Exercise task 1 — Write out the part of the account of the visit to New Buckenham Common that opens with the words containing "My first visit" and closes with "was very amusing.".
Exercise task 2 — In the account of the visit to New Buckenham Common, what kind of dragonfly was the first one of the year spotted?

Supplied passage —
- - -

My first visit to New Buckenham Common was lovely. I spotted my first dragonfly of the year here on Monday 27 May - a broad bodied chaser, as well as my first skipper. I went to specifically see the green winged orchids and could not believe how many there were. They are just gorgeous, blooming amongst the buttercups and cowslips. I found a lovely little patch of white orchid too. Skimming above the wetlands were large numbers of house martins and swifts  - and clearly some swifts have already fledged as watching loud screaming chicks chasing their parents around was very amusing.

- - -

Supplied records —
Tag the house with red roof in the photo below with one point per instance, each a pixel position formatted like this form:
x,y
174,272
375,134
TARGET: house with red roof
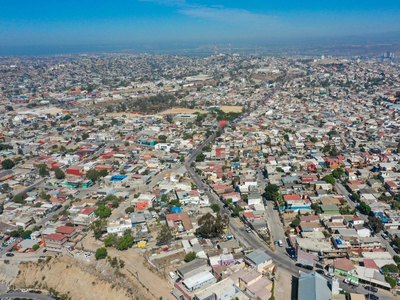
x,y
55,242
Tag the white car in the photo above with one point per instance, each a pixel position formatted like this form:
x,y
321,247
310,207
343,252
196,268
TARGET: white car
x,y
329,275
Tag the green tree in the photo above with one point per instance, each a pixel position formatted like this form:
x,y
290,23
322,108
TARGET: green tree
x,y
391,281
42,170
271,192
337,172
296,222
355,197
164,235
329,179
125,242
200,157
190,256
26,234
215,207
101,253
98,226
129,210
103,211
376,224
365,208
92,175
19,198
59,173
7,164
110,240
392,268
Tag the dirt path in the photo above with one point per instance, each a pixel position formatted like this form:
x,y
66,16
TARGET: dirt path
x,y
134,264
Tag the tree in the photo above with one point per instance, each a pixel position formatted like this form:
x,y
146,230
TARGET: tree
x,y
129,210
396,258
296,222
26,234
19,198
376,224
392,268
200,157
215,207
355,197
59,173
271,192
42,170
190,256
164,236
92,175
7,164
365,208
125,242
337,172
101,253
98,227
329,179
103,211
397,242
391,281
110,240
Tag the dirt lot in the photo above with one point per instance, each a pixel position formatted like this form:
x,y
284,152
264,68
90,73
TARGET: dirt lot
x,y
226,108
180,111
137,266
122,114
282,284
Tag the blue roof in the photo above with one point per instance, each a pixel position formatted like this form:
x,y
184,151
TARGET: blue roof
x,y
313,286
176,209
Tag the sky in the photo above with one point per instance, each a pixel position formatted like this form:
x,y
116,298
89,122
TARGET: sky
x,y
25,23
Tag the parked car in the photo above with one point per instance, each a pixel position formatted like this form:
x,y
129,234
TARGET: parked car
x,y
371,289
329,275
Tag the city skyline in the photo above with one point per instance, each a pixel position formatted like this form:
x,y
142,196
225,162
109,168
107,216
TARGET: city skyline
x,y
140,24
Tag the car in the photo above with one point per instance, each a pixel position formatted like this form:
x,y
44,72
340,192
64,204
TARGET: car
x,y
371,288
329,275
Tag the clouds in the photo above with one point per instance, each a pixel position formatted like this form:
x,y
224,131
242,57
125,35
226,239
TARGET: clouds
x,y
216,12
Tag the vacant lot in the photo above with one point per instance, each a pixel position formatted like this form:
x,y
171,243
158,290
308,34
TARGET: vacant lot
x,y
173,111
226,108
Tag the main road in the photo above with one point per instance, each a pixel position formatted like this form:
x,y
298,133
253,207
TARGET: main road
x,y
252,240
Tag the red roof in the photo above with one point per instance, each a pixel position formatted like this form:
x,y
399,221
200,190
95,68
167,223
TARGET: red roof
x,y
292,197
65,229
87,210
55,236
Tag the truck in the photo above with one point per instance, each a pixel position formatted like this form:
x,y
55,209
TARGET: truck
x,y
142,244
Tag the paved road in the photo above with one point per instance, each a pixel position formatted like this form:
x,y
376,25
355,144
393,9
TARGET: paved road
x,y
251,240
353,205
27,296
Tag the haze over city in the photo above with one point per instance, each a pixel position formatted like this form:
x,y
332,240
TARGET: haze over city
x,y
55,27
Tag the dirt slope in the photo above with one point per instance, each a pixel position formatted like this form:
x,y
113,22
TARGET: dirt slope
x,y
79,280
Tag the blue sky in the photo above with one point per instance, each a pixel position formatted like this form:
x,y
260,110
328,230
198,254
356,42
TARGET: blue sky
x,y
62,22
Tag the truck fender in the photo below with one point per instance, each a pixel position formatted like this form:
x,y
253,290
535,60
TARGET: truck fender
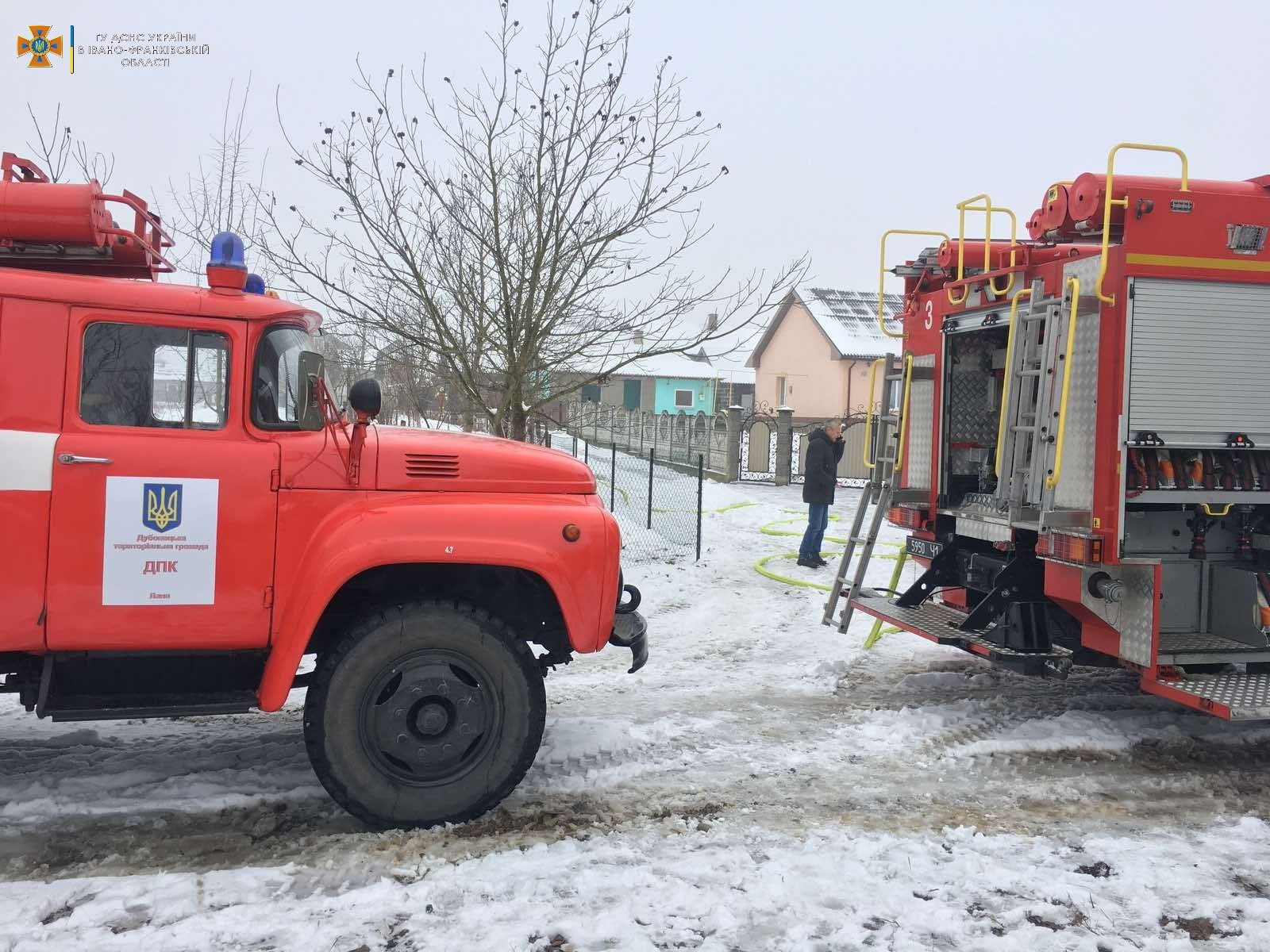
x,y
391,528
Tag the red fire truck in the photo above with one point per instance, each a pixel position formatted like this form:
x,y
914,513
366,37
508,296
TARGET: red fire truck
x,y
187,514
1077,435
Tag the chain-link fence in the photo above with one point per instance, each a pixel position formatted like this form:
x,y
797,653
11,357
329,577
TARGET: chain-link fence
x,y
657,505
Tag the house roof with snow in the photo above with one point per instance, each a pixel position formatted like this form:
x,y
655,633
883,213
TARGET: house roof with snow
x,y
679,366
849,321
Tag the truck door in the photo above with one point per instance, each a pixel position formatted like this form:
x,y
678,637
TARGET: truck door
x,y
164,509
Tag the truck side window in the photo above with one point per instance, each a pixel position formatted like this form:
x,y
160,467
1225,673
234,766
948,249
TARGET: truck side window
x,y
275,404
137,374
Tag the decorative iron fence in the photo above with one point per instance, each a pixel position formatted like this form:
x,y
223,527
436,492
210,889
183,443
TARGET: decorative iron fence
x,y
759,431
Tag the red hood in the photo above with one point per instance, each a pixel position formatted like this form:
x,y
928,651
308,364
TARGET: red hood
x,y
471,463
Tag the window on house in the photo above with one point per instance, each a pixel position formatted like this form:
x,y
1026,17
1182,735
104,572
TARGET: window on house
x,y
137,374
632,393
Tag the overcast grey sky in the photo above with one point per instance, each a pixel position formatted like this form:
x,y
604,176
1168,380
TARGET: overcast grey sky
x,y
840,120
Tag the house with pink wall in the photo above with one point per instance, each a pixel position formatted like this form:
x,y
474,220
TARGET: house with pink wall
x,y
816,352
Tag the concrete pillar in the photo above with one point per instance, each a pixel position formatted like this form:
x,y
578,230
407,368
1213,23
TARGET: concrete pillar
x,y
784,443
732,463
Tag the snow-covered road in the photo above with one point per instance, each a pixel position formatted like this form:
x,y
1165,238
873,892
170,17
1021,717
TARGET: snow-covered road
x,y
764,784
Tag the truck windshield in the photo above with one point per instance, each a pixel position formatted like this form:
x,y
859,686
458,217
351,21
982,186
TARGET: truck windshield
x,y
277,395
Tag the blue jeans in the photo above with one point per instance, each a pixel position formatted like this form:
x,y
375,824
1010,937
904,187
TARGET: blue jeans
x,y
817,522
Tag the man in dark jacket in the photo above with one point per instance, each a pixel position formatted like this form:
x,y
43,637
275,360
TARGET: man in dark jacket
x,y
823,452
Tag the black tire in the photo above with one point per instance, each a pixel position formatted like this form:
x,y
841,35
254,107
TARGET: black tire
x,y
425,714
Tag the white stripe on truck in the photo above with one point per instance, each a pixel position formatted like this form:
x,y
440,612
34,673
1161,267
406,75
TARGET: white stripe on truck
x,y
27,460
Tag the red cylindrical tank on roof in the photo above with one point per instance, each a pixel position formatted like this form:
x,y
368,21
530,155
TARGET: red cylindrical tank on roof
x,y
1054,211
1085,194
52,213
1034,228
999,254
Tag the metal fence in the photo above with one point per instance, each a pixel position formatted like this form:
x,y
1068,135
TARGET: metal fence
x,y
657,505
679,437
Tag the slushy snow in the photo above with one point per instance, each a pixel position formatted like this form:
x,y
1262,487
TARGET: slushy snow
x,y
764,784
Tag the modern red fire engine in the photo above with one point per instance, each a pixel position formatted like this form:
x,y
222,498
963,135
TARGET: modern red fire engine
x,y
1077,433
187,513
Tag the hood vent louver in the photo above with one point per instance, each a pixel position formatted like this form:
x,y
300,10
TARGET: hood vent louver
x,y
431,466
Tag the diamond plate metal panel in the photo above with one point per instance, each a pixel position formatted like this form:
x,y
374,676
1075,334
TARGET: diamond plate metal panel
x,y
1075,489
1133,615
921,428
973,410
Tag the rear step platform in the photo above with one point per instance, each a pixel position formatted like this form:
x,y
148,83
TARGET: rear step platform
x,y
1235,697
1206,649
937,624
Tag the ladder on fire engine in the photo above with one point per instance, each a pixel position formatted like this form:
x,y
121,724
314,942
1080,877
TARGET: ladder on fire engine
x,y
1034,399
888,450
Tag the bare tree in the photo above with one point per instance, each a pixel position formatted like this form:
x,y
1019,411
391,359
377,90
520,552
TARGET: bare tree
x,y
527,234
57,149
221,194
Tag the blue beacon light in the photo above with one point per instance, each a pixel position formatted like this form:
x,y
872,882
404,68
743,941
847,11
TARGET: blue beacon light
x,y
228,251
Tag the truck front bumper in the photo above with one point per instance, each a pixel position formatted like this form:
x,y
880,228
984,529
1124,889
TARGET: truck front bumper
x,y
630,631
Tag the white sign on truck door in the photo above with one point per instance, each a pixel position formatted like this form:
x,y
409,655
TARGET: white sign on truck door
x,y
160,541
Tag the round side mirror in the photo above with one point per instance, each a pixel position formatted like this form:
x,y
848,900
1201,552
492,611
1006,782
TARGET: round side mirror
x,y
365,397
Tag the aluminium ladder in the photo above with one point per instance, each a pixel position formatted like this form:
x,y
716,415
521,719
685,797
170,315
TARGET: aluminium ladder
x,y
883,473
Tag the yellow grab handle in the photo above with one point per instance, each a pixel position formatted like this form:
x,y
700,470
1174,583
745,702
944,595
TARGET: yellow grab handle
x,y
873,376
882,273
1010,355
1108,202
1052,480
988,209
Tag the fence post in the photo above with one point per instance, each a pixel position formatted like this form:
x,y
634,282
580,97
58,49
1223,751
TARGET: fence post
x,y
733,459
702,474
652,456
784,443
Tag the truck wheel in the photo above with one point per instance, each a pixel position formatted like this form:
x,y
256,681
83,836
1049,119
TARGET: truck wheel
x,y
425,714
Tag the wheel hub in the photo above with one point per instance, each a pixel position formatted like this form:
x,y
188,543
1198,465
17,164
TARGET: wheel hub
x,y
427,719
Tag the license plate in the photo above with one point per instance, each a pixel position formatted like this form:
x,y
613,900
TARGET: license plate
x,y
924,547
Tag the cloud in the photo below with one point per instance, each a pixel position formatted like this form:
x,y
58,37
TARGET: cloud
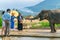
x,y
4,4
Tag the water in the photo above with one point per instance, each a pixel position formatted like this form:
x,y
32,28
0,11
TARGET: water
x,y
32,38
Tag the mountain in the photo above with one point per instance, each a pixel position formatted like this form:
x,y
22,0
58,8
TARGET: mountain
x,y
47,4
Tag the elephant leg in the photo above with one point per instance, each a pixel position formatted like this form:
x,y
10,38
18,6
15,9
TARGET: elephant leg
x,y
52,28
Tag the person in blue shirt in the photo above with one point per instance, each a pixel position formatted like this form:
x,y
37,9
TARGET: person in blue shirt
x,y
12,21
7,18
20,22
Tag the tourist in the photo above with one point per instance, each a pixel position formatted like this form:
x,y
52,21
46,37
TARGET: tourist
x,y
3,23
20,22
12,21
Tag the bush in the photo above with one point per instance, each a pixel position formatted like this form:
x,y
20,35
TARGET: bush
x,y
0,22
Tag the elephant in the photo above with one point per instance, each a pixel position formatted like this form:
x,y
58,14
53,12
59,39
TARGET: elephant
x,y
53,16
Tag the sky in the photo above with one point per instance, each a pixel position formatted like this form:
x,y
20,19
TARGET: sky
x,y
5,4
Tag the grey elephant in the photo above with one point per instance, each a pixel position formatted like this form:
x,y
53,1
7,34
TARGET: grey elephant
x,y
53,16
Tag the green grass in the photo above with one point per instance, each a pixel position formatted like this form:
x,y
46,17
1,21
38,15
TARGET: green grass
x,y
43,25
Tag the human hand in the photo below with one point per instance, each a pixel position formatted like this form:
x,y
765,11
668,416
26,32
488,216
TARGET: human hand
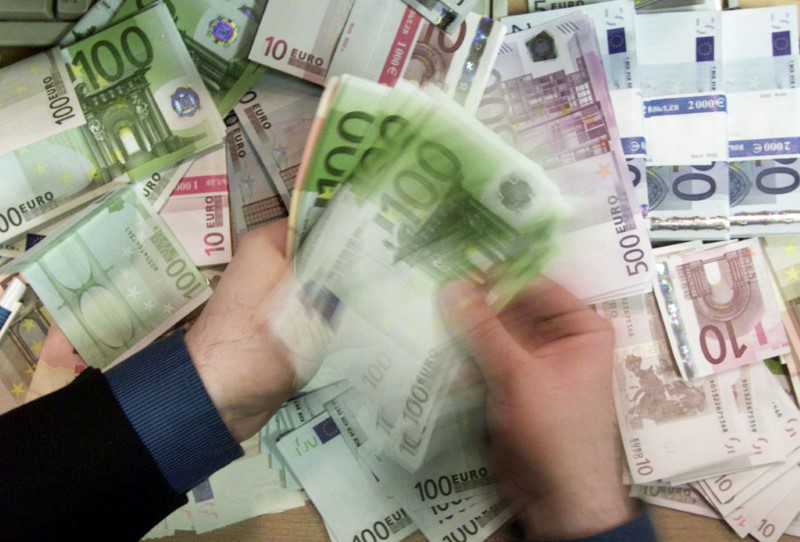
x,y
547,360
246,370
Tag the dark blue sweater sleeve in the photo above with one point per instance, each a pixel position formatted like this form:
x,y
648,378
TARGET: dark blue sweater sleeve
x,y
165,401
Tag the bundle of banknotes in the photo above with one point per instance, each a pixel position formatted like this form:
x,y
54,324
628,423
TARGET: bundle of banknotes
x,y
408,143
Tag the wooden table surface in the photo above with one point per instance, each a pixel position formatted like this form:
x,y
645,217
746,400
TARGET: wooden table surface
x,y
304,524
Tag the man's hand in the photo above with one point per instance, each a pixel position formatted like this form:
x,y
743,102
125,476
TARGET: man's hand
x,y
245,369
547,361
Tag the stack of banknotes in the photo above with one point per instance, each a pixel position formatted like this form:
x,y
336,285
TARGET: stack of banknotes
x,y
409,143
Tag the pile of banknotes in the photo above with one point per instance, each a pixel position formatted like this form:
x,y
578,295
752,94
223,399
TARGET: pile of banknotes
x,y
408,143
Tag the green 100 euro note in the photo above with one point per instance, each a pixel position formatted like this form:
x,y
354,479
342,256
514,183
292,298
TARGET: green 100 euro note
x,y
218,35
449,200
129,102
114,279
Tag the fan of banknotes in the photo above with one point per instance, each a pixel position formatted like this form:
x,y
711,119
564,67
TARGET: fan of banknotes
x,y
409,143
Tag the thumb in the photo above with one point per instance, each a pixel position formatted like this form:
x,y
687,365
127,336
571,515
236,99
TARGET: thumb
x,y
471,320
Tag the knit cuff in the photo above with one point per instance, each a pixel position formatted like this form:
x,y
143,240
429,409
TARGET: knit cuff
x,y
165,401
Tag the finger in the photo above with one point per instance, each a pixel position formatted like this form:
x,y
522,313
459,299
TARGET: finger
x,y
274,234
472,320
552,309
257,266
543,299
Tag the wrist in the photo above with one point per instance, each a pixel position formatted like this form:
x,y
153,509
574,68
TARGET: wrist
x,y
244,400
576,513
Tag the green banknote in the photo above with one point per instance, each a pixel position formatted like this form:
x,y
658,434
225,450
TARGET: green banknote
x,y
344,118
358,127
218,35
128,103
441,198
115,278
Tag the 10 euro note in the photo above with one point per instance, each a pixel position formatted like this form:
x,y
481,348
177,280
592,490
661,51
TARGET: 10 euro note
x,y
764,197
252,196
386,42
219,35
453,201
669,427
197,212
276,114
115,279
720,308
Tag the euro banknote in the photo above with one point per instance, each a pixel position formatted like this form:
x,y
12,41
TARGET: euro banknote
x,y
276,114
473,190
332,478
684,498
57,366
218,35
614,23
585,158
670,427
680,65
721,308
96,18
764,199
129,103
300,42
344,118
728,491
252,196
114,279
689,202
20,350
198,213
386,41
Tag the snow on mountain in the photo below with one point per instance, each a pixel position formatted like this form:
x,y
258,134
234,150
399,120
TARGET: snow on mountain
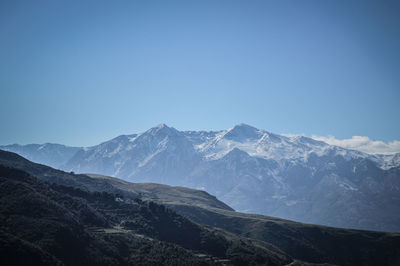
x,y
256,171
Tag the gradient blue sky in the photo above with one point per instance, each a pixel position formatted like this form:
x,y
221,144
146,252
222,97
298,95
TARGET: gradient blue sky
x,y
82,72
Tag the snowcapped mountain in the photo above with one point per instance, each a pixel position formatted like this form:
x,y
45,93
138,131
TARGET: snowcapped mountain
x,y
256,171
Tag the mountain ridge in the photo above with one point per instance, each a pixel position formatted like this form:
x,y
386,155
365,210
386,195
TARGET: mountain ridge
x,y
256,171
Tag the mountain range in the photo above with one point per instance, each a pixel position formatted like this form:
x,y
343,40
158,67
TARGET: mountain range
x,y
51,217
252,170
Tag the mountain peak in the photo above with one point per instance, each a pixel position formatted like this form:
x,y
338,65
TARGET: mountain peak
x,y
243,132
162,129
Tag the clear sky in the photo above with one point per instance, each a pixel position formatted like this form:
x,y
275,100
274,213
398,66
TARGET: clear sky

- - -

Complete output 1 —
My first visit to New Buckenham Common was lovely. I spotted my first dragonfly of the year here on Monday 27 May - a broad bodied chaser, as well as my first skipper. I went to specifically see the green winged orchids and could not believe how many there were. They are just gorgeous, blooming amongst the buttercups and cowslips. I found a lovely little patch of white orchid too. Skimming above the wetlands were large numbers of house martins and swifts  - and clearly some swifts have already fledged as watching loud screaming chicks chasing their parents around was very amusing.

Complete output 2 — A broad bodied chaser.